[SOURCE TEXT]
▬▬▬▬▬▬▬▬▬▬
George Lindemann Journal by George Lindemann "Recycled History" @wsj RICHARD B. WOODWARD

George Lindemann Journal by George Lindemann "Recycled History" @wsj RICHARD B. WOODWARD


'A Gold Merchant/James Bond' from 'Project for a Masquerade (Hiroshima)' (2010-2011) Rennie Collection

Chicago

'Metamorphology," the needlessly forbidding title of Simon Starling's midcareer retrospective at the Museum of Contemporary Art, is a well-intentioned word designed to express what a shape-shifter the British artist has been.

His engagement with transformation was first widely observed in 2005 when he won the Turner Prize, in part for "Shedboatshed (Mobile Architecture No. 2)." A documented performance as well as a feat of carpentry, it involved his remaking an old wooden German shed into a boat, piloting it down the Rhine River, then hammering it into a shed again once he reached Basel, Switzerland.

There, in a museum, the leaky structure resides. (It hasn't made the Atlantic crossing. To plug this hole in the survey, Mr. Starling's first major U.S. museum show, the curators have substituted a more recent nautical adventure.)

As with many Conceptual artists, a lengthy wall text is required for his pieces to make sense. Some visitors may continue to feel, even after learning about all the Modernist art-history references that guided his hand, that the destination isn't worth the trip.

Not that you need a graduate degree to be impressed by Mr. Starling. Convoluted though his thinking can be, his art has evident respect for labor and skill, avoids sensationalism and mockery, and invites serious reflection, even laughter. The environmental warnings embedded in many pieces are never doctrinaire.

His primary concern is archaeological. He wants to expose, as senior curator Dieter Roelstraete puts it, "the accrued histories of things." The fewer than 20 works here—sculpture, photography, film and video installation—faithfully represent Mr. Starling's whirring, digressive mind.

Take, for instance, the five platinum prints in "One Ton II" (2005) in the first room. The scene in the photographs is a pit mine in South Africa. The weighty title, we are informed, refers to the amount of ore that must be disgorged from the earth to extract 28.3 ounces of the precious metal used to make these prints.
▬▬▬▬▬▬▬▬▬▬
[ENTRIES SHOWN]
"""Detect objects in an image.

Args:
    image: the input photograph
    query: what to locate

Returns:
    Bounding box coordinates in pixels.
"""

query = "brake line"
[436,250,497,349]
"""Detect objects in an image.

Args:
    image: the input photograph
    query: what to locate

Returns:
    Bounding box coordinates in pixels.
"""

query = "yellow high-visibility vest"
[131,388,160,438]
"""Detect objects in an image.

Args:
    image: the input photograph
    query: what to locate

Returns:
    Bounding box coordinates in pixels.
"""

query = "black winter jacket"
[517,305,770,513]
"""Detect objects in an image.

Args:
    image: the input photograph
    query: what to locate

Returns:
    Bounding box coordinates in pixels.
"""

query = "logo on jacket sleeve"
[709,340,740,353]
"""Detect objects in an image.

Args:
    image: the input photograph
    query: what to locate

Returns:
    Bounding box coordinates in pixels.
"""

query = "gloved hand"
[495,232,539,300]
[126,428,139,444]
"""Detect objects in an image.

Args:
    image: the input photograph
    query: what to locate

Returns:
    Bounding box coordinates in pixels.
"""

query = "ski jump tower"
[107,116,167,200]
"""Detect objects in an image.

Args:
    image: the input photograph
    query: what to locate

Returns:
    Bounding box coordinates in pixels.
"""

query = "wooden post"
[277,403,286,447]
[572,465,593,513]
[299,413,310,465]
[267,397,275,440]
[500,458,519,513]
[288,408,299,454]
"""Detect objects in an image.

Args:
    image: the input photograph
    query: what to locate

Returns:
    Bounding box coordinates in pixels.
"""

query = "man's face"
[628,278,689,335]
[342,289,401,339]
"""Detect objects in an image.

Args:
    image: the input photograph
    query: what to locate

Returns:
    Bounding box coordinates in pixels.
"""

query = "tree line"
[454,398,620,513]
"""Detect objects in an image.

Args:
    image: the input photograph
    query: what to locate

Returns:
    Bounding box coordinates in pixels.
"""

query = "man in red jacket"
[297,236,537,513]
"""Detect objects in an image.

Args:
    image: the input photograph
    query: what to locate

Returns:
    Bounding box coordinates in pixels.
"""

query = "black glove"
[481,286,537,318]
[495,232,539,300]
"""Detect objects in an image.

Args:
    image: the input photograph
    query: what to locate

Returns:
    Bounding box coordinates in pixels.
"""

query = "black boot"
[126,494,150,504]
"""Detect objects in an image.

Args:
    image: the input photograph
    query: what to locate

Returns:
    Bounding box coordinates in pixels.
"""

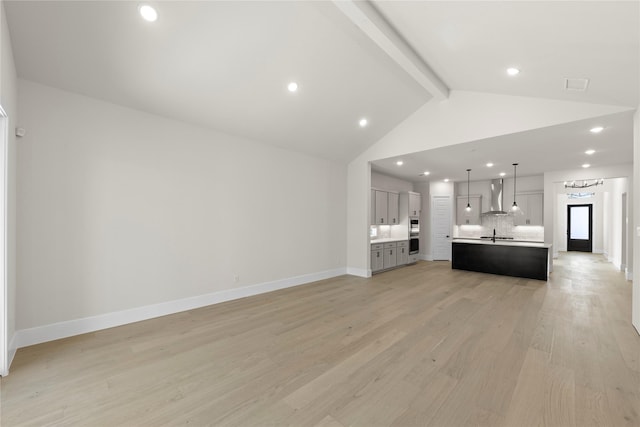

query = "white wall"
▬▬▬▬▬▬▬▬▬▬
[TO BE DONE] From the source text, list in order the actions Simon Starling carried out in making "Shedboatshed (Mobile Architecture No. 2)."

[THE ANSWER]
1. He remade an old wooden German shed into a boat.
2. He piloted the boat down the Rhine River.
3. He hammered it into a shed again once he reached Basel, Switzerland.